Task =>
Give only the number of lines in the records that include "side".

Extracted material =>
- - -
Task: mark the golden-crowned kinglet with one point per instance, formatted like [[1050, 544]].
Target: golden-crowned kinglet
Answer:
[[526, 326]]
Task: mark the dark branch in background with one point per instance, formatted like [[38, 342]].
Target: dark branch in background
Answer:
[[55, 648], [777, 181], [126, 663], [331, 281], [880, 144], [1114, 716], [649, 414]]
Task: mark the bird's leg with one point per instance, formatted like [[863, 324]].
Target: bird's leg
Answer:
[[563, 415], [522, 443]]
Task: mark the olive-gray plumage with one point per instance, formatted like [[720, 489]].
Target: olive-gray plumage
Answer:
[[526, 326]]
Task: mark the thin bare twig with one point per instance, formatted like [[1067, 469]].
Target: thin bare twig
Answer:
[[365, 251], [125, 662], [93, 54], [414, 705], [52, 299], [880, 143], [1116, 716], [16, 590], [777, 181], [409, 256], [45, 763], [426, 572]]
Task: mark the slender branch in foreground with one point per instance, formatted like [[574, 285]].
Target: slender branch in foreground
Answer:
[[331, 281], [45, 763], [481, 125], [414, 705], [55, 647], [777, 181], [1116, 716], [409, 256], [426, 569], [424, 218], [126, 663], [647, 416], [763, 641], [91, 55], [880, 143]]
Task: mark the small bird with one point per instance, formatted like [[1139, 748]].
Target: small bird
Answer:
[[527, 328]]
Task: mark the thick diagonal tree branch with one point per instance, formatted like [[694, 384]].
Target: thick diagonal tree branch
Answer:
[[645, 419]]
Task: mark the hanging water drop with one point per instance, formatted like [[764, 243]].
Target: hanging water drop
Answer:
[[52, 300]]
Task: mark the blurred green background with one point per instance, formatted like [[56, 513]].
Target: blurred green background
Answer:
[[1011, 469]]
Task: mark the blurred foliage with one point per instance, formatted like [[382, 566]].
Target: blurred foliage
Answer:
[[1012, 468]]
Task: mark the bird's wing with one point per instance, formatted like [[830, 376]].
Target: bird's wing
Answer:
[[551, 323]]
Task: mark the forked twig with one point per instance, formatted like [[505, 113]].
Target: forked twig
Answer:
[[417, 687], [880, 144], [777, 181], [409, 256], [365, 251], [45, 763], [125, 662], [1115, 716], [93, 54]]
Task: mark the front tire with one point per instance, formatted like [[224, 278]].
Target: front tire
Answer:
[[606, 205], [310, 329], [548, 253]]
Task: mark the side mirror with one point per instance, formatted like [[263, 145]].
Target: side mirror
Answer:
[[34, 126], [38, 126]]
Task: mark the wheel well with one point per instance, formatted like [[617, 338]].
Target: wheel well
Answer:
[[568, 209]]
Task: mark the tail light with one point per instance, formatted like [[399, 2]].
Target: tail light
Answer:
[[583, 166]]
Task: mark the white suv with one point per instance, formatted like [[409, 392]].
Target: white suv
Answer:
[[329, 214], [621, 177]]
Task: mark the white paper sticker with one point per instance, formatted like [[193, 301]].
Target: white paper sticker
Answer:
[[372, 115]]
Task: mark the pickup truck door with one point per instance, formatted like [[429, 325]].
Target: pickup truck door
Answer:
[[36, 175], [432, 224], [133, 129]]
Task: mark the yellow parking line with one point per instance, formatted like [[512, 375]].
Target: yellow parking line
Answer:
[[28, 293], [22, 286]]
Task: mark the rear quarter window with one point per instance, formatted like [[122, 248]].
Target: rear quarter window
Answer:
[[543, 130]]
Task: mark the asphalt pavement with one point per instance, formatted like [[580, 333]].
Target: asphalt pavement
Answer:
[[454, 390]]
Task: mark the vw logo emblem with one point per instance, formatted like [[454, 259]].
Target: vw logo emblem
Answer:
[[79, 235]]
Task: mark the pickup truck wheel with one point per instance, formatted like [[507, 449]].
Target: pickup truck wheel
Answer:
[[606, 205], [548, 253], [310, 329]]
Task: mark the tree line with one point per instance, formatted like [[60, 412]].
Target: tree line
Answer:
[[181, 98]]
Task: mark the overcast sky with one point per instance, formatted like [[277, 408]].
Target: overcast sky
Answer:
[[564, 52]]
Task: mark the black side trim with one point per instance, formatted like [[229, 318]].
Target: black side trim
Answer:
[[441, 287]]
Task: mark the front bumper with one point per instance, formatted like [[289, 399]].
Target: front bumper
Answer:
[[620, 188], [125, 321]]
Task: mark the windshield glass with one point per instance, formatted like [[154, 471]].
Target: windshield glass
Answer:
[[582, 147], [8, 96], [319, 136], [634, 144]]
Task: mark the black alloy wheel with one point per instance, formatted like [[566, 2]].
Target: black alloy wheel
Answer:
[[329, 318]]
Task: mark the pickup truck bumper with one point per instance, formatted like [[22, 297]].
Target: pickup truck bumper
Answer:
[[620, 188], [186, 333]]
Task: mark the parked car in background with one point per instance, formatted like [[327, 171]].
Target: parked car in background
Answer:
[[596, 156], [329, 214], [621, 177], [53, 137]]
- - -
Solution to this problem =>
4